- **GOAL**
How many lines in the listing below contain the string "hair"? Case counts, so reply with the number alone.

[Excerpts of pointing data]
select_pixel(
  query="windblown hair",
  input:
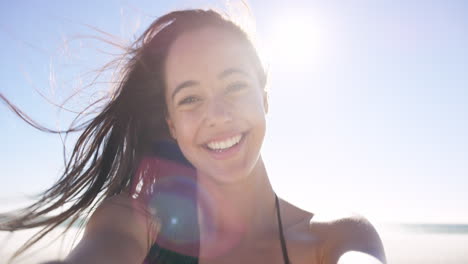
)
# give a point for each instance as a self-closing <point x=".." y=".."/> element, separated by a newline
<point x="107" y="153"/>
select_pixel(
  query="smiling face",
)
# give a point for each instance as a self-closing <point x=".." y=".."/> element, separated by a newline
<point x="216" y="107"/>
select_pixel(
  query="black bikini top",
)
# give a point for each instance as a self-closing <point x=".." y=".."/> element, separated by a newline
<point x="159" y="255"/>
<point x="168" y="160"/>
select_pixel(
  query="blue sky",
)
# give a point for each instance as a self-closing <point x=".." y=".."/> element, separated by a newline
<point x="368" y="100"/>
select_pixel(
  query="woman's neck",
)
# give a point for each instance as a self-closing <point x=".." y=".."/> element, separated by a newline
<point x="238" y="212"/>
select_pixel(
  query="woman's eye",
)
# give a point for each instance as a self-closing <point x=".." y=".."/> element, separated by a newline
<point x="188" y="100"/>
<point x="236" y="86"/>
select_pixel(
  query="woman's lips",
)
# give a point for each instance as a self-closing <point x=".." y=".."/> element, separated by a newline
<point x="222" y="149"/>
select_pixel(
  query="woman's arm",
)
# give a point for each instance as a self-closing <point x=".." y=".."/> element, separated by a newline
<point x="352" y="234"/>
<point x="119" y="232"/>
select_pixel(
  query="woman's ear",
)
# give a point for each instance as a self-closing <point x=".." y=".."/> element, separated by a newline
<point x="265" y="101"/>
<point x="171" y="127"/>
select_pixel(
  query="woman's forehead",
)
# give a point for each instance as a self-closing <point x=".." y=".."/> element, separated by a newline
<point x="205" y="52"/>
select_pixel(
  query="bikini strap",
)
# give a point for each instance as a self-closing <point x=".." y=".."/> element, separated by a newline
<point x="282" y="240"/>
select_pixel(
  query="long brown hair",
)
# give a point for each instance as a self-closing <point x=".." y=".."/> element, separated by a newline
<point x="112" y="144"/>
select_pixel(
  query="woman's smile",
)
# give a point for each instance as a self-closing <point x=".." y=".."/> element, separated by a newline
<point x="216" y="106"/>
<point x="225" y="148"/>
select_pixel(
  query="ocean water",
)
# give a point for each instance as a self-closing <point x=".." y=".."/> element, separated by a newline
<point x="404" y="244"/>
<point x="425" y="243"/>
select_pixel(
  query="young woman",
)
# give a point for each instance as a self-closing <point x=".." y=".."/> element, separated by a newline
<point x="194" y="78"/>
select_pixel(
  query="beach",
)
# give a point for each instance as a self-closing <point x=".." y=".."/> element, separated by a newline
<point x="403" y="245"/>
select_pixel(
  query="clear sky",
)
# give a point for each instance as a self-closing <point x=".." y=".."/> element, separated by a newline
<point x="368" y="99"/>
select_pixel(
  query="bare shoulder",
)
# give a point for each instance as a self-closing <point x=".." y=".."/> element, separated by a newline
<point x="118" y="231"/>
<point x="346" y="234"/>
<point x="124" y="215"/>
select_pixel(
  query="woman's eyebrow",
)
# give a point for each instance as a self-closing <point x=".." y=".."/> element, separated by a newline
<point x="183" y="85"/>
<point x="230" y="71"/>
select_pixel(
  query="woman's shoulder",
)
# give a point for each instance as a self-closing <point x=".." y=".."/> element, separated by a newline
<point x="125" y="215"/>
<point x="346" y="233"/>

- **RESULT**
2